The WT and CWT methods transform traditional time-series into scalograms: an expression of the signal in frequency as function of time. Those scalograms are obtained by the convolution of the time-series with an analyzing function (see Issartel et al., 2006, 2015 for more details). The scaling of this analyzing function determines the characteristic frequency of the signal at a given time. This analyzing function is also swept over time giving us an analysis of the whole time-series for a set frequency range as function of the time. To cover the frequency range of participants’ movement, the band of frequencies chosen for this analysis was [0.04–6.35 Hz]. The analysis of the signals was performed with the Morlet analyzing function (order of 8, see Issartel et al., 2006).

For the “Alone” Condition, one scalogram was analyzed as described above. For the “Paired” Condition, the CWT analysis provides us with two separate scalograms. The first one is a scalogram that is a representation of the common frequencies between the two participants. The second one represents the relative phase for each of those common frequencies.

□ □ □ □

### DIRECTIVE
Decide whether each statement agrees with the wavelet analysis passage above, answering yes or no and quoting the deciding words: (a) the frequency band chosen for the analysis was 0.04 to 6.35 Hz; (b) two scalograms were analyzed for the "Alone" Condition; (c) in the "Paired" Condition, the first scalogram shows the relative phase.

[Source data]
□ □ □ □

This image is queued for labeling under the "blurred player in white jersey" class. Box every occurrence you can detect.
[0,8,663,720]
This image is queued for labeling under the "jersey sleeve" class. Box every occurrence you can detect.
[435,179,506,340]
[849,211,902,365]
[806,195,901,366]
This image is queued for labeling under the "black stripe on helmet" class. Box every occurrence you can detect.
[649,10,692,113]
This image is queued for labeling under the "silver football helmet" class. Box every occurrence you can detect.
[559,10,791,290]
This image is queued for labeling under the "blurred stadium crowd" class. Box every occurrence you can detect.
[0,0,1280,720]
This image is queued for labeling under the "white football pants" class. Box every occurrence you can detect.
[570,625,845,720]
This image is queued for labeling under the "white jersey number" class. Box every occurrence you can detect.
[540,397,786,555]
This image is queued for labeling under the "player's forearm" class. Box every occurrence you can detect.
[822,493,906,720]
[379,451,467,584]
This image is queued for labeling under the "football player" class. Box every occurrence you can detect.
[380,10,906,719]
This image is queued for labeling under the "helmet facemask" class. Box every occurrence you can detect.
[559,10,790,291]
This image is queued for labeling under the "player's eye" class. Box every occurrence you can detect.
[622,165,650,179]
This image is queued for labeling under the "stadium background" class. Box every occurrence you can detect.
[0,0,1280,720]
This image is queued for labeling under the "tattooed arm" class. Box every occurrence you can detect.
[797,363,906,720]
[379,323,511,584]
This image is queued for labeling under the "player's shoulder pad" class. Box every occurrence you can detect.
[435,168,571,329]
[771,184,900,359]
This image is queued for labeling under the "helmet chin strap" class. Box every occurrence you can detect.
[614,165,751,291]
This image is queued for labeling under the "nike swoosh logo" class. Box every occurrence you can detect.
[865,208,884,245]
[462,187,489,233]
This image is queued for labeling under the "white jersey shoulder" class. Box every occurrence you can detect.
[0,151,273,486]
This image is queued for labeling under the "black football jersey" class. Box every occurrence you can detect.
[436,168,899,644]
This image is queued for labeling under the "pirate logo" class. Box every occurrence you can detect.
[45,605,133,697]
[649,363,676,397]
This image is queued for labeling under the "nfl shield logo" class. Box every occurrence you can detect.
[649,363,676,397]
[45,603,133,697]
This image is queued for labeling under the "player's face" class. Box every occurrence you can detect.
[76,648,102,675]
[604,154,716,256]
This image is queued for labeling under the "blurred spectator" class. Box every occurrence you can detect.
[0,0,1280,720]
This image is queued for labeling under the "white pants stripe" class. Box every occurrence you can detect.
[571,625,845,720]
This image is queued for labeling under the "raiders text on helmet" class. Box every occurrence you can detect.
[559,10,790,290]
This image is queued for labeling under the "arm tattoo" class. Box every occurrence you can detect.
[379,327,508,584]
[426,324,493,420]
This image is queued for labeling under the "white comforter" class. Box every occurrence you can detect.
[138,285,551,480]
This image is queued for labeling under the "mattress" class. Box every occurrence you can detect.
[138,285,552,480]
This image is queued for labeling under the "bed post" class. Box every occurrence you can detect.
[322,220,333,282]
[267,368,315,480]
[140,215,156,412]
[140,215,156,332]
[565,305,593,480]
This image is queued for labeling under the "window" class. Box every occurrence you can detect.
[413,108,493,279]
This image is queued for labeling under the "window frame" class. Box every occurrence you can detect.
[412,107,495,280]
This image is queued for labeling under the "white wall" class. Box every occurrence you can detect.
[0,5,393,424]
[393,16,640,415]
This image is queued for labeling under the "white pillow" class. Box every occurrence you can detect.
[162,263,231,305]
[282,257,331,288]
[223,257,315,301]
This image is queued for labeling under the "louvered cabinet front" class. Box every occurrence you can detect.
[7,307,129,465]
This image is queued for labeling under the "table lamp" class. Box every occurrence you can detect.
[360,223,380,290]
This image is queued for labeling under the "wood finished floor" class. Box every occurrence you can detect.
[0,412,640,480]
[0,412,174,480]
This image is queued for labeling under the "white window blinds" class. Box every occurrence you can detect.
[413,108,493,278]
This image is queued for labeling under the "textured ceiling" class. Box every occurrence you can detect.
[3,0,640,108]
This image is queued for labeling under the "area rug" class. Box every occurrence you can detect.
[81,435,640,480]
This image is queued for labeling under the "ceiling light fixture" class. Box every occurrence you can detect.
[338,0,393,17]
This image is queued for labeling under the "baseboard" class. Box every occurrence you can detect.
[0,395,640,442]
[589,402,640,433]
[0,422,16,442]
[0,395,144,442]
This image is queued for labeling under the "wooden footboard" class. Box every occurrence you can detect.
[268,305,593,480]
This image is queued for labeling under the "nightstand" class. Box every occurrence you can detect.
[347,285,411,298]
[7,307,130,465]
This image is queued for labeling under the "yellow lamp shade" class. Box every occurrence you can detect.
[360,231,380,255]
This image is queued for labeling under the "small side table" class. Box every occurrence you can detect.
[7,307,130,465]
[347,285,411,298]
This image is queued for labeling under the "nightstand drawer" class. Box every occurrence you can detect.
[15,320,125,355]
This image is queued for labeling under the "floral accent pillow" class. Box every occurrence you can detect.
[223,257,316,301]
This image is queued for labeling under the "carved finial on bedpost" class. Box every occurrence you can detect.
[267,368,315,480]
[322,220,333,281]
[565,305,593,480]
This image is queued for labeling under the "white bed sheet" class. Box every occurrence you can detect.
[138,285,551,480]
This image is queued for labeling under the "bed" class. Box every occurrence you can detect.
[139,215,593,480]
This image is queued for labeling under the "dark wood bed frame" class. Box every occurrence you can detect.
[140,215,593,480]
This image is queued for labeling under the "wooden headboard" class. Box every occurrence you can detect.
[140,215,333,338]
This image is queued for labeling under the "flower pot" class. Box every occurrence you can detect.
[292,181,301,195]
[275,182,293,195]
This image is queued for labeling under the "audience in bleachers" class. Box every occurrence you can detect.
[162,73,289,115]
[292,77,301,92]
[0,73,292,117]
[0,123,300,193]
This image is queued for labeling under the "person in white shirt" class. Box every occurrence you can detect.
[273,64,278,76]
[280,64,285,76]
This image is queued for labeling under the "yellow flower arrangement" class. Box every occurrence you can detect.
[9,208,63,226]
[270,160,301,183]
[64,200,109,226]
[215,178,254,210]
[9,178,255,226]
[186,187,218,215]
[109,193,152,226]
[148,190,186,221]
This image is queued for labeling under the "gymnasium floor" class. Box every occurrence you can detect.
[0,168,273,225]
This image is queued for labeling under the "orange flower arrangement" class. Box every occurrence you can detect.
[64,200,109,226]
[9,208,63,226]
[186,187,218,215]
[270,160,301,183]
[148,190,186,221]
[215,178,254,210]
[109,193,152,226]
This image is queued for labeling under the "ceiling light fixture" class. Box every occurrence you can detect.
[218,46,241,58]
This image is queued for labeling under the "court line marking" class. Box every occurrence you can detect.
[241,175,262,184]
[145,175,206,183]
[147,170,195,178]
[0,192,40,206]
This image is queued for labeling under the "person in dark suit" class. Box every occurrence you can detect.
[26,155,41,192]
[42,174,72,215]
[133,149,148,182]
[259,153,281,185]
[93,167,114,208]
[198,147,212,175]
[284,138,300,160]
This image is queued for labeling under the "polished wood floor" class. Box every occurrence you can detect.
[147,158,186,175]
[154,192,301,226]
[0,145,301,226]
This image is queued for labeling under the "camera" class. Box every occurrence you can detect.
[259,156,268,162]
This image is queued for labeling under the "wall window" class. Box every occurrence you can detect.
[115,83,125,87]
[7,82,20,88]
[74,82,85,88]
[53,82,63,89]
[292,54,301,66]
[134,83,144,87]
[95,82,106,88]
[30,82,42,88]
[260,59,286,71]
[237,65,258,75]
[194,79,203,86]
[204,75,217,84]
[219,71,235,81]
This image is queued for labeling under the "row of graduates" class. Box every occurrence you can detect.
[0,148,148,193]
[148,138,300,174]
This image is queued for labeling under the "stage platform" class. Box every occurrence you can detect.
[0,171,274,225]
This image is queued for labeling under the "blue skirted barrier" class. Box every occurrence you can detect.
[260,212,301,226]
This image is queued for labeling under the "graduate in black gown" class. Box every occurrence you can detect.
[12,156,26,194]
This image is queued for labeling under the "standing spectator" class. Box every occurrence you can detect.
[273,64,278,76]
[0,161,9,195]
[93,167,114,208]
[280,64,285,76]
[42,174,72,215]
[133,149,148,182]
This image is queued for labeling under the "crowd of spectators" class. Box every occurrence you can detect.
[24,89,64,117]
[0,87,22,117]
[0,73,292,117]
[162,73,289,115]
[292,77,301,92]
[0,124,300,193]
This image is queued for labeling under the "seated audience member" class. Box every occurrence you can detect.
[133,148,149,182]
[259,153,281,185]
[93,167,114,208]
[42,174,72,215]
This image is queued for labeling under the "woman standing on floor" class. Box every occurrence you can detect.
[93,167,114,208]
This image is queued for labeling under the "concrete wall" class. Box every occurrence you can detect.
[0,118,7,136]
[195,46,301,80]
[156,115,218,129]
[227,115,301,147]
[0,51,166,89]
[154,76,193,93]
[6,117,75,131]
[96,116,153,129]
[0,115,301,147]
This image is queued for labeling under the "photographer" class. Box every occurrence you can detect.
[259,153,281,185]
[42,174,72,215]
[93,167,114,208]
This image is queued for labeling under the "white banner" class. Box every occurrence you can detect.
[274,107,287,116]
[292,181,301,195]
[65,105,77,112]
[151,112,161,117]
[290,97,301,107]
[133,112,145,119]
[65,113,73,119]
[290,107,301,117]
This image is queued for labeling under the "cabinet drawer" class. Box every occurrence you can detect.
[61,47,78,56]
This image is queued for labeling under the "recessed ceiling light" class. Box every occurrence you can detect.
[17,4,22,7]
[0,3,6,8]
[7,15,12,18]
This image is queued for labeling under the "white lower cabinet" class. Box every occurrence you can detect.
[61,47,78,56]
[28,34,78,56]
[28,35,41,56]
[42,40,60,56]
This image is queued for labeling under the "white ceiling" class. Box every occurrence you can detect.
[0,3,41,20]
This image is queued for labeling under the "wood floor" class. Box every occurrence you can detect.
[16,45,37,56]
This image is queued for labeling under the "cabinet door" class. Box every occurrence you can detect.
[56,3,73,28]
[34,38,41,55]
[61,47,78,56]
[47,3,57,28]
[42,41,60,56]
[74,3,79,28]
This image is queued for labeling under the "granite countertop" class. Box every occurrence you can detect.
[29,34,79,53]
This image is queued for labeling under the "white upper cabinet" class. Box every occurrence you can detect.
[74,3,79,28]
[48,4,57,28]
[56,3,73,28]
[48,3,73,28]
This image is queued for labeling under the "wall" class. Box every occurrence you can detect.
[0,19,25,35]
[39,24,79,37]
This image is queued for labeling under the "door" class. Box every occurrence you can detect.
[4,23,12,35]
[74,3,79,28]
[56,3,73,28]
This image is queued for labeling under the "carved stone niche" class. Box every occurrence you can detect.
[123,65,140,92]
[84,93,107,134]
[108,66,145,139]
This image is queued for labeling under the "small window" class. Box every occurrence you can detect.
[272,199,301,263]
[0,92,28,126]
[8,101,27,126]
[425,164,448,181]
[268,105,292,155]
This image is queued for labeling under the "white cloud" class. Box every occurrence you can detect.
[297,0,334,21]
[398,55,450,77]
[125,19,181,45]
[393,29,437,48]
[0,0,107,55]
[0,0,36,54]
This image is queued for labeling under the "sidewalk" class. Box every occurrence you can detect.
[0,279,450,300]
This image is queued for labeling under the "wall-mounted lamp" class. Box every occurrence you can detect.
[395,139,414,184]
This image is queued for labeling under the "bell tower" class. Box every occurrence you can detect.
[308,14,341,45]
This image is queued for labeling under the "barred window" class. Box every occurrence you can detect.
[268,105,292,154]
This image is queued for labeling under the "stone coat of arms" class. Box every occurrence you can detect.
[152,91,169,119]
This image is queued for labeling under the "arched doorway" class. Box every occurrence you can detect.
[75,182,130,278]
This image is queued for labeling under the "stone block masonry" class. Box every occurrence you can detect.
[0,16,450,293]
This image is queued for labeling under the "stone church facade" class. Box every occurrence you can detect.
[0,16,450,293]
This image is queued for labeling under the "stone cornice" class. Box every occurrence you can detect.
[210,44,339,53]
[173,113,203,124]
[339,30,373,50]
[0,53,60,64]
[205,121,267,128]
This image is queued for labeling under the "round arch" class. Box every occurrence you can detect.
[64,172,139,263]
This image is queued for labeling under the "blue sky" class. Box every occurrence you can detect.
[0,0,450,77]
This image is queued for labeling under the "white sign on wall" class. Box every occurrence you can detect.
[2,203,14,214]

□ □ □ □

### EXERCISE OUTPUT
(a) Yes: "the band of frequencies chosen for this analysis was [0.04–6.35 Hz]"
(b) No: "For the “Alone” Condition, one scalogram was analyzed"
(c) No: "The first one is a scalogram that is a representation of the common frequencies between the two participants"